-- Instructions to follow --
Return the records, each one exactly as written.
^^^^^^^^^^^^^^^^
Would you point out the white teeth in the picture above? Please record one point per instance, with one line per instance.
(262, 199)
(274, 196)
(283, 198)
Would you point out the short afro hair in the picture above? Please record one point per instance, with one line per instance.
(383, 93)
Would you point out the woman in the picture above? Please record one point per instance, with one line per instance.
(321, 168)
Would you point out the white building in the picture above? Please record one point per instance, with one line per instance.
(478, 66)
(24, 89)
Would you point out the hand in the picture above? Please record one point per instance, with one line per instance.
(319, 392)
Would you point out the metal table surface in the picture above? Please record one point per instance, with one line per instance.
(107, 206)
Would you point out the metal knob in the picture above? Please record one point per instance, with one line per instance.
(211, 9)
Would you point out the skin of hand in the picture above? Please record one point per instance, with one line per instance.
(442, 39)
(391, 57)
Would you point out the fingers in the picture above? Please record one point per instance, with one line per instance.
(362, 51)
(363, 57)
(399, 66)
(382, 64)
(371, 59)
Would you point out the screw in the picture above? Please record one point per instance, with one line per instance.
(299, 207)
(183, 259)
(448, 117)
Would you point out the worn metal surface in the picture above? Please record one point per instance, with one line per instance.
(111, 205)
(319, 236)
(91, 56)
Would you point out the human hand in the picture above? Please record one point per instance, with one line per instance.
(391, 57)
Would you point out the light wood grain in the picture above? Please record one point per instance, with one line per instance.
^^^^^^^^^^^^^^^^
-- Response below --
Would you point out the white teeth in the picture above? Please record one point per instance, with one line per instance.
(262, 199)
(274, 196)
(283, 198)
Would you point out the short afro hair in the picture above? Please record one point per instance, with one line per instance.
(383, 93)
Would you point out the woman in the picture above? Please record one point per instance, with one line per instance.
(321, 168)
Would you point out the white building in the picture above? Please record one point per instance, with one line per instance.
(478, 66)
(24, 89)
Would you point out the hand in the picture above? Please record one point per instance, with one line per instance.
(319, 392)
Would you point out the metal table surface in the picture above? Please record one point per instance, with one line per instance.
(107, 206)
Would you point out the metal knob in the picture above? Please record one point per instance, with one line per instance.
(211, 9)
Would you point out the skin of hand in the picture above? Please record one point per instance, with one line per instance.
(442, 39)
(391, 57)
Would you point out the fingers in the picture above? Please record one point per instance, with one line per instance.
(362, 51)
(363, 57)
(399, 66)
(382, 64)
(371, 59)
Would you point out the screw in the picture above? Please record one point per instance, with one line per instance.
(299, 207)
(183, 259)
(448, 117)
Would you point out the worn metal surface in the picture above? Please record one point per instance, with one line per instance.
(111, 205)
(319, 236)
(91, 56)
Would you point out the human hand in the picture above? Please record one point per instance, with one line per instance.
(391, 57)
Would you point out the light wood grain in the picture above? Please record one point per instance, with one line per instance.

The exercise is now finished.